→ Requirement
Given the records that follow, return each one verbatim.
^^^^
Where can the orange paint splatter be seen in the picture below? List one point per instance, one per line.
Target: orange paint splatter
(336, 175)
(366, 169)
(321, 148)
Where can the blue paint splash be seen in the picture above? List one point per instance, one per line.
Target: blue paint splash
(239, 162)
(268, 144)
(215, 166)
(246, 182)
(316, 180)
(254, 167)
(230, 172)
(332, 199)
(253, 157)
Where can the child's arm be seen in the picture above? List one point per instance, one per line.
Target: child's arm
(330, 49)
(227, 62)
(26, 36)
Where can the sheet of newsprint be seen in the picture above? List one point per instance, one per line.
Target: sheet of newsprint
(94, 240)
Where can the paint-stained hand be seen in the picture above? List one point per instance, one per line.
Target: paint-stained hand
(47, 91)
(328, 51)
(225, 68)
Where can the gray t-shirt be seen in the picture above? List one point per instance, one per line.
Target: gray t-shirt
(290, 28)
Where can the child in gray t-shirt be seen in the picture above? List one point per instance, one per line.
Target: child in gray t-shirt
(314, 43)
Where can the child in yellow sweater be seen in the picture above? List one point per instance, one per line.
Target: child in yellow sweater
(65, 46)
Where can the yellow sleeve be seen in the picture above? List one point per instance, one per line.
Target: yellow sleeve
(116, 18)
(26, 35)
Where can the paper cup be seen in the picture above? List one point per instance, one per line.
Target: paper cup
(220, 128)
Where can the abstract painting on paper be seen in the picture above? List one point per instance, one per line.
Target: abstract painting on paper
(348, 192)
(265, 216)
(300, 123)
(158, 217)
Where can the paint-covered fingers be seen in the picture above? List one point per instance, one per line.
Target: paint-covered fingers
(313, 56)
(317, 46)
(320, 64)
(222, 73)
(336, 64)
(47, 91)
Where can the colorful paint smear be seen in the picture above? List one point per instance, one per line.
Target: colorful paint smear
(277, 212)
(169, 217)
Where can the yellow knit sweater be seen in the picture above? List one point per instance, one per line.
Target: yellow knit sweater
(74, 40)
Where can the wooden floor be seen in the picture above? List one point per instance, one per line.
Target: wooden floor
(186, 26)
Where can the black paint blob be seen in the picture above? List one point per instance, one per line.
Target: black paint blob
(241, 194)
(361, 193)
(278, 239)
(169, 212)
^^^^
→ Written answer
Where can the orange paint splatter be seen in the picture below? List one point per instance, one per line.
Target: orange paint splatter
(336, 175)
(366, 169)
(321, 148)
Where can the blue paint splash be seen in the picture above? List one point per instance, one per line.
Target: blue paint splash
(239, 162)
(268, 144)
(215, 166)
(246, 182)
(316, 180)
(254, 167)
(230, 172)
(332, 199)
(253, 157)
Where can the child's arm be seen in the picture above? List one point per instance, one per line.
Target: child's arm
(330, 49)
(227, 62)
(26, 36)
Where can the sheet of newsprint be seen in the picture above? List one point per instance, one per line.
Target: sheet of newsprint
(94, 240)
Where can the paint-stained hand be seen in the picture above? List one point per instance, one per line.
Target: paint-stained hand
(47, 91)
(328, 51)
(225, 68)
Where can the gray t-shirt be seen in the picture above? List one point per instance, one per line.
Target: gray t-shirt
(290, 28)
Where can the child in gray t-shirt be seen in the picture above? List one point per instance, one per line.
Target: child in gray t-shirt
(314, 43)
Where can the child in yellow sweater be seen in the picture above? List one point per instance, one per line.
Target: child in yellow sweater
(65, 46)
Where can the yellow sleeve be seen in the picture above? List one point per instance, one per line.
Target: yellow sleeve
(116, 18)
(26, 35)
Where can the paper cup be seen in the picture above? List one point per instance, one per line.
Target: paper cup
(220, 128)
Where can the abstract painting on paper be seen in the picture above? List one point per instance, one per line.
Target: abstract painting on paper
(348, 192)
(265, 216)
(300, 123)
(158, 217)
Where can the paint-covered fingers be seen in the picture above? List one point per instance, one per line.
Target: paint-covered fingers
(313, 56)
(317, 46)
(320, 64)
(222, 73)
(336, 64)
(47, 91)
Where can the colorful paint smear be seen in the picture above? List one point per instance, one per line.
Target: colorful paint smear
(277, 212)
(169, 217)
Where can the yellow knit sweater be seen in the picture above? List one point per instance, one per line.
Target: yellow knit sweater
(74, 40)
Where can the wooden floor be seen in the picture above? List one point per instance, one per line.
Target: wooden floor
(186, 26)
Where can the black paint blob be seen in the picture above? List one point per instance, one per line.
Target: black paint blob
(241, 194)
(361, 193)
(278, 239)
(169, 212)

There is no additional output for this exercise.